Position identification entries:
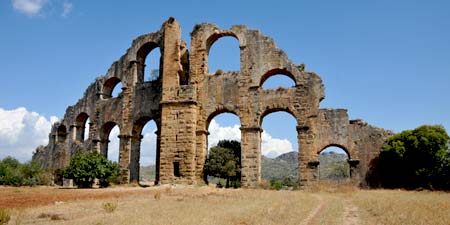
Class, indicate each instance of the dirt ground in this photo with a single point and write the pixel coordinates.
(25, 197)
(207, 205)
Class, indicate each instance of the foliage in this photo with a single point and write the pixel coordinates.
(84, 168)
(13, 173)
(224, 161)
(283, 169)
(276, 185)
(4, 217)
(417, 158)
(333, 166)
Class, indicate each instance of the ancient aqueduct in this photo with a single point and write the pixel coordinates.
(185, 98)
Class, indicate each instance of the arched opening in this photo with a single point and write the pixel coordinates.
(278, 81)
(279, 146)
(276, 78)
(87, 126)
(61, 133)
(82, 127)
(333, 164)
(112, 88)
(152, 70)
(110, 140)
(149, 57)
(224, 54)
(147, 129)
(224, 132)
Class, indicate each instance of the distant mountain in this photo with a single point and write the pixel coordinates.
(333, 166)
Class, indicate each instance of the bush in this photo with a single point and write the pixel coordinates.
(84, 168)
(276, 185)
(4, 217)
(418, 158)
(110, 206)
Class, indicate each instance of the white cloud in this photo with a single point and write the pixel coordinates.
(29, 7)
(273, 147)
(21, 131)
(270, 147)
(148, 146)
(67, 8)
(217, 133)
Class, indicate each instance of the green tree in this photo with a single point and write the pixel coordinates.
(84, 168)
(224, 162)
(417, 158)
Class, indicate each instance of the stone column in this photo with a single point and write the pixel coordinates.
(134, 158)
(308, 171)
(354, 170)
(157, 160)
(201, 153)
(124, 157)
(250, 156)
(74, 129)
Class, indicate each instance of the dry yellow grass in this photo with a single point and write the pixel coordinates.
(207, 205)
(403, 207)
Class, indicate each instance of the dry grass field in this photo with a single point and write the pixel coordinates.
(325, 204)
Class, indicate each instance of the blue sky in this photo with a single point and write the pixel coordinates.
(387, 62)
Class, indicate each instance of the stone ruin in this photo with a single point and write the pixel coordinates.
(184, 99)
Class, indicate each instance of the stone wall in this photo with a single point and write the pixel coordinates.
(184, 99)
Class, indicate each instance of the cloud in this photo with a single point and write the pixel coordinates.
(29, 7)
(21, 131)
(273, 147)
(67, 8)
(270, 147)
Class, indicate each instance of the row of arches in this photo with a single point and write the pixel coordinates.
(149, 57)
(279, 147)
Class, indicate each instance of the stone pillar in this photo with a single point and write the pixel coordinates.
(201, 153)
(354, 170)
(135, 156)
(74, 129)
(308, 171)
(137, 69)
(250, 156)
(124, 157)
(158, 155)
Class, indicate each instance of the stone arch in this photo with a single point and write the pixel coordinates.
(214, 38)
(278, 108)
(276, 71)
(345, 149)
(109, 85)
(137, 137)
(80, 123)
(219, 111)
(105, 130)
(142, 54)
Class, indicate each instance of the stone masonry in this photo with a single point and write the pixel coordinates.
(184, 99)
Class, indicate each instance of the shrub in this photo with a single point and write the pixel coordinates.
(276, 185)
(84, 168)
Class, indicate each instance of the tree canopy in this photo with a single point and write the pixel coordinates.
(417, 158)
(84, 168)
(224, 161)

Stated task>
Rewrite the part of the entries that opens with the line containing "Class, indicate each instance of the tree" and runs through the end of the entries, replacing "tree canopy" with "tree crown" and leaving everything else unchanged.

Answer in full>
Class, indicate each instance of the tree crown in this photo with a single point and write the pixel coordinates.
(417, 158)
(84, 168)
(224, 161)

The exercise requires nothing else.